Directions for this task. Pull out each line in the items below that contains the string "water" and copy it in full. Matching is case-sensitive.

Available data.
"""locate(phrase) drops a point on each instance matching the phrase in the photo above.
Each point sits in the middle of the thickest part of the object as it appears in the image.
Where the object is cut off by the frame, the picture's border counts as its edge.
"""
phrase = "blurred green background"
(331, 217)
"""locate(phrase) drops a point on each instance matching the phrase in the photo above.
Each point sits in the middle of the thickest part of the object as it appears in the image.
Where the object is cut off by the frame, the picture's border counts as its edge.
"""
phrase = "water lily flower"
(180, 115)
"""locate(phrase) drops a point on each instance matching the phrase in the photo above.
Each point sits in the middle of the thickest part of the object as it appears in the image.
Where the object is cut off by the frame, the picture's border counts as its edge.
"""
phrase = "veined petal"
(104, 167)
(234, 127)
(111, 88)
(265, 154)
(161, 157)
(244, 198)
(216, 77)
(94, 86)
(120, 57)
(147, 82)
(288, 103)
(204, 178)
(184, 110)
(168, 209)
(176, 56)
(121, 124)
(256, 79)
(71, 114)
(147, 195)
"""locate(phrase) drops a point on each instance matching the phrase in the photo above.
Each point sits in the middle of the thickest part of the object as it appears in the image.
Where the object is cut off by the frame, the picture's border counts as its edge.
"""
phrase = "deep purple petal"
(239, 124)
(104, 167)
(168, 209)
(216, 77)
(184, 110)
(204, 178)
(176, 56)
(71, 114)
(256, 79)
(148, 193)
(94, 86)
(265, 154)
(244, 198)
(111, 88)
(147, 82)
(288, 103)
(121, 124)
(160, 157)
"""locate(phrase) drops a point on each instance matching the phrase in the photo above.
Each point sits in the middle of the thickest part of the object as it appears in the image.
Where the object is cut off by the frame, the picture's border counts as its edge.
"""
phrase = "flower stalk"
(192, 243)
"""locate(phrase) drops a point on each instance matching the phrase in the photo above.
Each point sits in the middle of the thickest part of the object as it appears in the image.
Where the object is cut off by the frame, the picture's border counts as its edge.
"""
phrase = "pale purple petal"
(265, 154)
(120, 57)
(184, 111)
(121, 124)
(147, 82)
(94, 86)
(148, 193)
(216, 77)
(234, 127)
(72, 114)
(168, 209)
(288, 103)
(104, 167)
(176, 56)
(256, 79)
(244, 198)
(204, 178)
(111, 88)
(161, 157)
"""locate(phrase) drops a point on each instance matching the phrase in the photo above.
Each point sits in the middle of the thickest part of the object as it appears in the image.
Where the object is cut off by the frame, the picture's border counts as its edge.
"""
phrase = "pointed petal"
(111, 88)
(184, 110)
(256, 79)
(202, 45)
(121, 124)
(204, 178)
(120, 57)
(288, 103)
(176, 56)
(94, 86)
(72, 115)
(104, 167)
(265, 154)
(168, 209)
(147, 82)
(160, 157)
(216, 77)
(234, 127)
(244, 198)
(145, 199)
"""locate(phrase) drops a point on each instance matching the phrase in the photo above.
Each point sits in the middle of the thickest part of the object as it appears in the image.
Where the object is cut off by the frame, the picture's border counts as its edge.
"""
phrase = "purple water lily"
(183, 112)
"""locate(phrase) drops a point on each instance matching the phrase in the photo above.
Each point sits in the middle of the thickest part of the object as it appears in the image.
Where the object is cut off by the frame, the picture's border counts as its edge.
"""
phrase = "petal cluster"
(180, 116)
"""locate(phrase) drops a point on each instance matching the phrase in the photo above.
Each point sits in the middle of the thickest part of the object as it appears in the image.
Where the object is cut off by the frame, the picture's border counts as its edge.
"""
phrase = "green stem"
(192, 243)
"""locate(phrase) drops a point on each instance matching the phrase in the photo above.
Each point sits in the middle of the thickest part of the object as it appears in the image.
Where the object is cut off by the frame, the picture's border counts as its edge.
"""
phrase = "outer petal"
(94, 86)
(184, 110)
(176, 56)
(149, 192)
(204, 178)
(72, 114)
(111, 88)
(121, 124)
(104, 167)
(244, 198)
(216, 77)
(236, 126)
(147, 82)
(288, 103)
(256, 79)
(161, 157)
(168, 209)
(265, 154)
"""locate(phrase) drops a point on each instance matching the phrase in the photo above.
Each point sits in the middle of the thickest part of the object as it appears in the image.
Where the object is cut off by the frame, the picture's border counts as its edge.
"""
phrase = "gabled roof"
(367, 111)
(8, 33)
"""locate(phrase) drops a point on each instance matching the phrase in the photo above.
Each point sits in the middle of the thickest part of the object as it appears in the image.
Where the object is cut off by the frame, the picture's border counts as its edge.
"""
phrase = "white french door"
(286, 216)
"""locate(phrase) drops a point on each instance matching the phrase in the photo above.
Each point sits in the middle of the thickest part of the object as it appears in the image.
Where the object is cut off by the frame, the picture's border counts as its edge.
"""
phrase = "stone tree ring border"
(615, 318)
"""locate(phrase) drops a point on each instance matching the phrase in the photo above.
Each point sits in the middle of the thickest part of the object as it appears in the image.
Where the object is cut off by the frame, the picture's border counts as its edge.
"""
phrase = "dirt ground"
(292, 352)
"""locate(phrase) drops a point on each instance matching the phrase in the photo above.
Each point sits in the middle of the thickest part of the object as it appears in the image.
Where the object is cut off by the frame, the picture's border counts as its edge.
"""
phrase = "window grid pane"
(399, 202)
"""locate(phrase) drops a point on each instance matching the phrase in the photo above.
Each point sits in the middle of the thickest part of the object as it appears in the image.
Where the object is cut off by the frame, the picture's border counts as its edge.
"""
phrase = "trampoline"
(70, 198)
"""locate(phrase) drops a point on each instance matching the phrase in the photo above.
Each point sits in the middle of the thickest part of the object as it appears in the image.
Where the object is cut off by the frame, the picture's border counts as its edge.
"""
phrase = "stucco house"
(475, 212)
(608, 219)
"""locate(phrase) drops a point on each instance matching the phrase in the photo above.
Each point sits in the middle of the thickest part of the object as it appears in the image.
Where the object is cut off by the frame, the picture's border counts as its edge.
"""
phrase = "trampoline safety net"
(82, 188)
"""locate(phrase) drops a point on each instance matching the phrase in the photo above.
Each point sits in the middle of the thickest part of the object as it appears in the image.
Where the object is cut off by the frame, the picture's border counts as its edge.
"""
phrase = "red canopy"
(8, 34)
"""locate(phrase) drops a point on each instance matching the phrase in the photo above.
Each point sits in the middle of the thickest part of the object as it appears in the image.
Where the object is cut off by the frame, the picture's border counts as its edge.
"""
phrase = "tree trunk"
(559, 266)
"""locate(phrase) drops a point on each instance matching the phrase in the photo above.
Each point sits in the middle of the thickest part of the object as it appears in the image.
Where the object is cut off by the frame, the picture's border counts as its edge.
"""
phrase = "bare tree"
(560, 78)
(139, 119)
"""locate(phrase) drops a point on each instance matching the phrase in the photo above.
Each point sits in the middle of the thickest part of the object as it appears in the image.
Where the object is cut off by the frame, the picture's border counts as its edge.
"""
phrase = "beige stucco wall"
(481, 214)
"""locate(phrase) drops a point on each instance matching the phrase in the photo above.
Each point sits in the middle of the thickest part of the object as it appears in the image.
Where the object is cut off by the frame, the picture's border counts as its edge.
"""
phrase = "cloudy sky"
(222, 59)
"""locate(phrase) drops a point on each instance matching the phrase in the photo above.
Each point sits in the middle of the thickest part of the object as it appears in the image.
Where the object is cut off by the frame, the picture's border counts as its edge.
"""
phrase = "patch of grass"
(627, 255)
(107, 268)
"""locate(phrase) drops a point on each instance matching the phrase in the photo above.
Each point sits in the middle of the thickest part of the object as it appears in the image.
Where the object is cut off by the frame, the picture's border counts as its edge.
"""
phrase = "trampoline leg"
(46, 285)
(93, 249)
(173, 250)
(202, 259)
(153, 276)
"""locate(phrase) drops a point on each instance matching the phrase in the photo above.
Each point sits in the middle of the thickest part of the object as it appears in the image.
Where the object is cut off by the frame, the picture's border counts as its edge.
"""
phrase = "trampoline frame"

Solution to the exercise.
phrase = "water lily flower"
phrase = "purple water lily"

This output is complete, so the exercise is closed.